▸ SELECTED EXTRACT
┌──
Note how COMSOL preferentially inserts smaller elements around the hole. This should not be a surprise, since we already know there will be higher stresses around the hole. In practice, it is recommended to use a combination of adaptive mesh refinement, engineering judgment, and experience to find an acceptable mesh.

### Summary of Main Points

- You will always want to perform a mesh refinement study and compare results on different sized meshes
- Use your knowledge of geometric discretization error to choose as coarse a starting mesh as possible, and refine from there
- You can use adaptive mesh refinement, or your own engineering judgment, to refine the mesh

## Comments (5)

## Ivar Kjelberg

October 24, 2013Hei Walter

Thanks for detailed and clear explanations, looking forward for your next blog, will you talk more about:

– Dependent Variable and the estimation of their 1st, 2nd … derivatives (within 1 mesh element) and their relations to the mesh discretization order ?

– Rules of thumbs for minimum mesh densities for different physics: such as structural-modal, RF & optics waves, thermal – and diffusion – time models (and links to the diffusivity constants) …?
└──
▸ DATASET ROWS
┌──
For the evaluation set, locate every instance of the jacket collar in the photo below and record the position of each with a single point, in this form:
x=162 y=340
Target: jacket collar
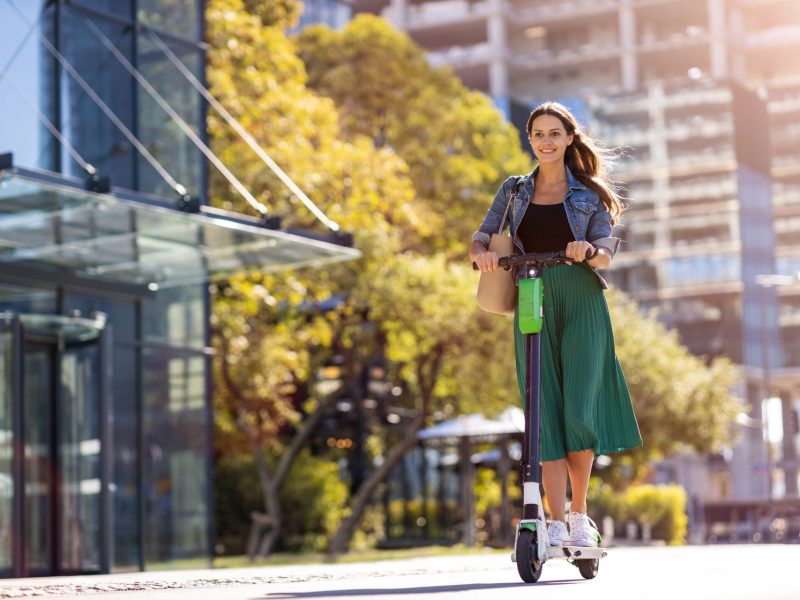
x=574 y=184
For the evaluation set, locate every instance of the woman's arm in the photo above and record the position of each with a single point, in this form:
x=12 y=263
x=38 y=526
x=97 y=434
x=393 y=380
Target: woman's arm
x=494 y=216
x=598 y=232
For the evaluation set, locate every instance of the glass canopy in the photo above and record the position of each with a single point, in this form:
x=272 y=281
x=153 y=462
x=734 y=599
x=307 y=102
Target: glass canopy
x=53 y=221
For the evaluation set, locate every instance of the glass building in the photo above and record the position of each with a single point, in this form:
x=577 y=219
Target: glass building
x=105 y=415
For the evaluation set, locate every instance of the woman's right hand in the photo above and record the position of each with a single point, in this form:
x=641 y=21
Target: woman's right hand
x=487 y=261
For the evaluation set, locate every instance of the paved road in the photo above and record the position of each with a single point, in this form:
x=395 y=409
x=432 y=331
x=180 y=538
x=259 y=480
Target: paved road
x=755 y=572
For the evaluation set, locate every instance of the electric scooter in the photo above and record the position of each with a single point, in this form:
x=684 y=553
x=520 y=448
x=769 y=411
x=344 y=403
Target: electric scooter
x=531 y=548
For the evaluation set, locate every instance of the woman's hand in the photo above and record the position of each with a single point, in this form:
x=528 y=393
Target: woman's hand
x=577 y=250
x=486 y=261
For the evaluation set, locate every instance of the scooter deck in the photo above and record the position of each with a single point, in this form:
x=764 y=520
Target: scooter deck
└──
▸ TASK OBJECTIVE
Reproduce the mesh refinement text word for word, everything from "Thanks for detailed" down to "discretization order ?".

▸ CORRECT RESPONSE
Thanks for detailed and clear explanations, looking forward for your next blog, will you talk more about:

– Dependent Variable and the estimation of their 1st, 2nd … derivatives (within 1 mesh element) and their relations to the mesh discretization order ?